_Provided text:_
On the other hand, when the air conditioner 1 is driven by a heating mode, the four-way valve 3 switches over so that the first port 3a communicates to the third port 3c and the second port 3b communicates to the fourth port 3d. Thus, the high-temperature and high-pressure vapor-phase refrigerant discharged from the rotary compressor 2 is guided via the four-way valve 3 to the indoor heat exchanger 6, where the refrigerant heat-exchanges with the air passing through the indoor heat exchanger 6. In other words, the indoor heat exchanger 6 functions as a condenser.

As a result, the vapor-phase refrigerant passing though the indoor heat exchanger 6 is condensed by the heat exchange with the air, and transformed into a high-pressure liquid-phase refrigerant. The air passing through the indoor heat exchanger 6 is heated by the heat exchange with the vapor-phase refrigerant to be warm air and sent to the place to be air-conditioned (heated).

_Short exercise a:_
Recast every line of the records as a numbered list, skipping any blank lines.
The passage about the air conditioner and the records that follow have no common source.

_Listed entries:_
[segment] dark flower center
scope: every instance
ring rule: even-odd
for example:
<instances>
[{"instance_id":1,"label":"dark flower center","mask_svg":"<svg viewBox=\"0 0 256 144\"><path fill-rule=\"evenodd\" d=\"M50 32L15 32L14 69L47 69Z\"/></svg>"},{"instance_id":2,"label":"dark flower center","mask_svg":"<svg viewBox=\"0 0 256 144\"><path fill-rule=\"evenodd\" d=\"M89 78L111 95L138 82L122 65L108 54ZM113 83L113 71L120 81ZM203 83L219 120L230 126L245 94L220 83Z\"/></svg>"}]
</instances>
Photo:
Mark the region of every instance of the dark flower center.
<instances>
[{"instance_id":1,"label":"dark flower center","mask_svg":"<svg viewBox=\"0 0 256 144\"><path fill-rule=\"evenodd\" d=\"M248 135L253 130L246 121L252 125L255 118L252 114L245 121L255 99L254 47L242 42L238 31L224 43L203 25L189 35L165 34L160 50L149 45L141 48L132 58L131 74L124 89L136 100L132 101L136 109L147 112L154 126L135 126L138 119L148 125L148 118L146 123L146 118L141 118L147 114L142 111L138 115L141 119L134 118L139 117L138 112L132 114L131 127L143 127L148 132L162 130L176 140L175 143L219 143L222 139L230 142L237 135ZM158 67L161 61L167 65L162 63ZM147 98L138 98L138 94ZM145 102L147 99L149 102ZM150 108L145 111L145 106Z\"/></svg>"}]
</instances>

_Short exercise b:_
Reproduce the passage on the air conditioner's heating mode in full, word for word.

_Worked solution a:_
1. [segment] dark flower center
2. scope: every instance
3. ring rule: even-odd
4. for example:
5. <instances>
6. [{"instance_id":1,"label":"dark flower center","mask_svg":"<svg viewBox=\"0 0 256 144\"><path fill-rule=\"evenodd\" d=\"M50 32L15 32L14 69L47 69Z\"/></svg>"},{"instance_id":2,"label":"dark flower center","mask_svg":"<svg viewBox=\"0 0 256 144\"><path fill-rule=\"evenodd\" d=\"M89 78L111 95L138 82L122 65L108 54ZM113 83L113 71L120 81ZM203 83L219 120L230 126L245 94L220 83Z\"/></svg>"}]
7. </instances>
8. Photo:
9. Mark the region of every instance of the dark flower center.
10. <instances>
11. [{"instance_id":1,"label":"dark flower center","mask_svg":"<svg viewBox=\"0 0 256 144\"><path fill-rule=\"evenodd\" d=\"M248 135L253 130L246 121L252 125L255 118L252 114L245 121L255 99L254 47L242 42L238 31L224 43L203 25L189 35L165 34L160 50L149 45L141 48L132 58L131 74L124 89L136 100L132 101L136 109L147 112L154 126L135 126L138 119L148 125L148 118L146 123L146 118L141 118L147 114L142 111L138 115L141 119L134 118L139 117L138 112L132 114L131 127L143 127L148 132L162 130L176 140L175 143L219 143L222 139L230 142L237 135ZM158 67L161 61L167 65L162 63ZM147 98L138 98L138 94ZM145 102L147 99L149 102ZM150 108L145 111L145 106Z\"/></svg>"}]
12. </instances>

_Worked solution b:_
On the other hand, when the air conditioner 1 is driven by a heating mode, the four-way valve 3 switches over so that the first port 3a communicates to the third port 3c and the second port 3b communicates to the fourth port 3d. Thus, the high-temperature and high-pressure vapor-phase refrigerant discharged from the rotary compressor 2 is guided via the four-way valve 3 to the indoor heat exchanger 6, where the refrigerant heat-exchanges with the air passing through the indoor heat exchanger 6. In other words, the indoor heat exchanger 6 functions as a condenser.

As a result, the vapor-phase refrigerant passing though the indoor heat exchanger 6 is condensed by the heat exchange with the air, and transformed into a high-pressure liquid-phase refrigerant. The air passing through the indoor heat exchanger 6 is heated by the heat exchange with the vapor-phase refrigerant to be warm air and sent to the place to be air-conditioned (heated).